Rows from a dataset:

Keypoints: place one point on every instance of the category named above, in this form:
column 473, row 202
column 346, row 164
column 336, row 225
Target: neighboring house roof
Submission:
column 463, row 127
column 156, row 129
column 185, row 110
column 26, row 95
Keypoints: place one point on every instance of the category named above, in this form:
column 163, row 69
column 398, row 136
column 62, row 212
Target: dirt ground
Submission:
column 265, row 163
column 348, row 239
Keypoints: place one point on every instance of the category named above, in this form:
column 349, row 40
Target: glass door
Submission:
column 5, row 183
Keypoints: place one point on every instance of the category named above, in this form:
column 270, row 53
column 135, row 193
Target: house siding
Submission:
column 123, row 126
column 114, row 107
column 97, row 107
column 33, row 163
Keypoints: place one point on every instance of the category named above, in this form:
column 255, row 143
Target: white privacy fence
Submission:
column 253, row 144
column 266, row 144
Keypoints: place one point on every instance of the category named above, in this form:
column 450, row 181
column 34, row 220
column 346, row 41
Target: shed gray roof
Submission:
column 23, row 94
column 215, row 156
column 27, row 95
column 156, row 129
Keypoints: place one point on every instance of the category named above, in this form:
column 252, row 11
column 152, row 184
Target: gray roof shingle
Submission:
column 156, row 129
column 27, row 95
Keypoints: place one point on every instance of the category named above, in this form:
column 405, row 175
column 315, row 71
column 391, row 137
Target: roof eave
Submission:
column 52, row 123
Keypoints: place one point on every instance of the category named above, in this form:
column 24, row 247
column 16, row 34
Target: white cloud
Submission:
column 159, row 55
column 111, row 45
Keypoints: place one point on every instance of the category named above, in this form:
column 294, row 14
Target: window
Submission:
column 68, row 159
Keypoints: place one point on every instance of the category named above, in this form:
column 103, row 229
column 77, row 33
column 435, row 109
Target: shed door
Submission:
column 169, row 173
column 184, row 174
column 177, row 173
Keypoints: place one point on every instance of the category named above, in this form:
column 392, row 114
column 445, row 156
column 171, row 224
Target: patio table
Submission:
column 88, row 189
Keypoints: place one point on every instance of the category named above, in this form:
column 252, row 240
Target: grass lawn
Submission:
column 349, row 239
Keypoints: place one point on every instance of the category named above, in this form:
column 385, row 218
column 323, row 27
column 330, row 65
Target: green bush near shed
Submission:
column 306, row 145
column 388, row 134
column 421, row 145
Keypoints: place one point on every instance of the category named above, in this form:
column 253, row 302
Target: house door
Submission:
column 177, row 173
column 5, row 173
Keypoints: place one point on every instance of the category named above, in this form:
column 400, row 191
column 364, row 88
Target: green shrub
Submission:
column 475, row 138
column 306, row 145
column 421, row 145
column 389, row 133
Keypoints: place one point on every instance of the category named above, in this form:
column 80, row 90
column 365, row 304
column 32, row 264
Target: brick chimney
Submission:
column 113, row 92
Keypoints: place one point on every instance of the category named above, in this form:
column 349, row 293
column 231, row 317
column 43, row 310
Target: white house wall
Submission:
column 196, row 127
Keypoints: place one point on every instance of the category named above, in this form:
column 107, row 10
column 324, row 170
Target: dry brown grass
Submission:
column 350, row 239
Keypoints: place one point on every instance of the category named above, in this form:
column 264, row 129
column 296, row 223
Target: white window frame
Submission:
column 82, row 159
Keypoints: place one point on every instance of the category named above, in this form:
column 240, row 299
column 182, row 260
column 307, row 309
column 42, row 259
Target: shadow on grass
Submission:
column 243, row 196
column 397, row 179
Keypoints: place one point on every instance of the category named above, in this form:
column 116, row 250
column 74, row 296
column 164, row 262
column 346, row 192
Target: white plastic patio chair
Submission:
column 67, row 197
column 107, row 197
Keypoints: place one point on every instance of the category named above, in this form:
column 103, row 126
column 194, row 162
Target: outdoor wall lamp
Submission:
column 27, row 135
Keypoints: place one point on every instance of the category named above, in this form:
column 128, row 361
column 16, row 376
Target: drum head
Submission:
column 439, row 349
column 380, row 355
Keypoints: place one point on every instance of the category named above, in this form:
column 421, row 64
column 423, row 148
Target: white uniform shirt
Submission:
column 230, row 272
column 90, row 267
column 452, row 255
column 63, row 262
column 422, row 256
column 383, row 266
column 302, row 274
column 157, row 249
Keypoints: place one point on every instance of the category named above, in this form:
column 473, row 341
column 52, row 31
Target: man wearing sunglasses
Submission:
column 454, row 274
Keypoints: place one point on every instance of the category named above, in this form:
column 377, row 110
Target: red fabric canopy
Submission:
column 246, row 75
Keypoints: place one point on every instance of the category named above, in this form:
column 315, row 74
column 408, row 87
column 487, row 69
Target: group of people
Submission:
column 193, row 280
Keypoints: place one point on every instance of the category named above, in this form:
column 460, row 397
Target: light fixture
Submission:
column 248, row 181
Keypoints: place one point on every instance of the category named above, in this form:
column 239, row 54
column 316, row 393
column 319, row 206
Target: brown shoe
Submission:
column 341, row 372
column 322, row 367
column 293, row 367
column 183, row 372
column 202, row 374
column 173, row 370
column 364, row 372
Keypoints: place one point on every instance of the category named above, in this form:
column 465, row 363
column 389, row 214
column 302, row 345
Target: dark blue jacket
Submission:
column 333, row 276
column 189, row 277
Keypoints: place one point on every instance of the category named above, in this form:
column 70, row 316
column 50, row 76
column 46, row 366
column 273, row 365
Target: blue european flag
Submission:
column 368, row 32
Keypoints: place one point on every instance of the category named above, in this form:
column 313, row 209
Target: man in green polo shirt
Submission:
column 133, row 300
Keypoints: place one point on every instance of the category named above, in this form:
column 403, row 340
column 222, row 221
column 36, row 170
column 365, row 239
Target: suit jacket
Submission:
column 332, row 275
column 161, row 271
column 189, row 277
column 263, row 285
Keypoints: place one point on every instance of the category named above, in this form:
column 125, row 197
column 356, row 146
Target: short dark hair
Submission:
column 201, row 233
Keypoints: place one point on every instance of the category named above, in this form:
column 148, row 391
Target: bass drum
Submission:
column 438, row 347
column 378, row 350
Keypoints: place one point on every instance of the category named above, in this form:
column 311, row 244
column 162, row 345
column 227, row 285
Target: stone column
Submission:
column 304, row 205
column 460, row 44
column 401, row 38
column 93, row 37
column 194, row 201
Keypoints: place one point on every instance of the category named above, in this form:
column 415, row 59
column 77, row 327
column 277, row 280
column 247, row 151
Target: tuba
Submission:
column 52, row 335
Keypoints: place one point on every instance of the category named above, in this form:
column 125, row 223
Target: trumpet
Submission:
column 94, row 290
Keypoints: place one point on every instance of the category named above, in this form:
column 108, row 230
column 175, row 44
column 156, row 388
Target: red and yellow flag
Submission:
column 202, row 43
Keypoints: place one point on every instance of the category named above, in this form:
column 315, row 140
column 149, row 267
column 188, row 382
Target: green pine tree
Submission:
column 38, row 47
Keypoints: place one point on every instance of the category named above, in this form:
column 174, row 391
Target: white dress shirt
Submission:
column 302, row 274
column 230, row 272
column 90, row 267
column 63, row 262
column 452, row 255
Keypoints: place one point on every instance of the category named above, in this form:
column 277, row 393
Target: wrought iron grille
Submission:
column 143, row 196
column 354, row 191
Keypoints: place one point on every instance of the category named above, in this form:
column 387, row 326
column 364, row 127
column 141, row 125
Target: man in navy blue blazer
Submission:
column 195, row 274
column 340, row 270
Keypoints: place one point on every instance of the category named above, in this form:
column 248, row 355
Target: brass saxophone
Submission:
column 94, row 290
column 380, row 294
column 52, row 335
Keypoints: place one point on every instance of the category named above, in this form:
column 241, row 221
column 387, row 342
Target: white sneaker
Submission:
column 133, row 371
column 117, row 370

--- Exercise ---
Identify every line in the records that contains the word "house", and copy each of those lines.

--- Result of the exercise ---
Target: neighboring house roof
Target: house siding
Target: house door
Target: white house wall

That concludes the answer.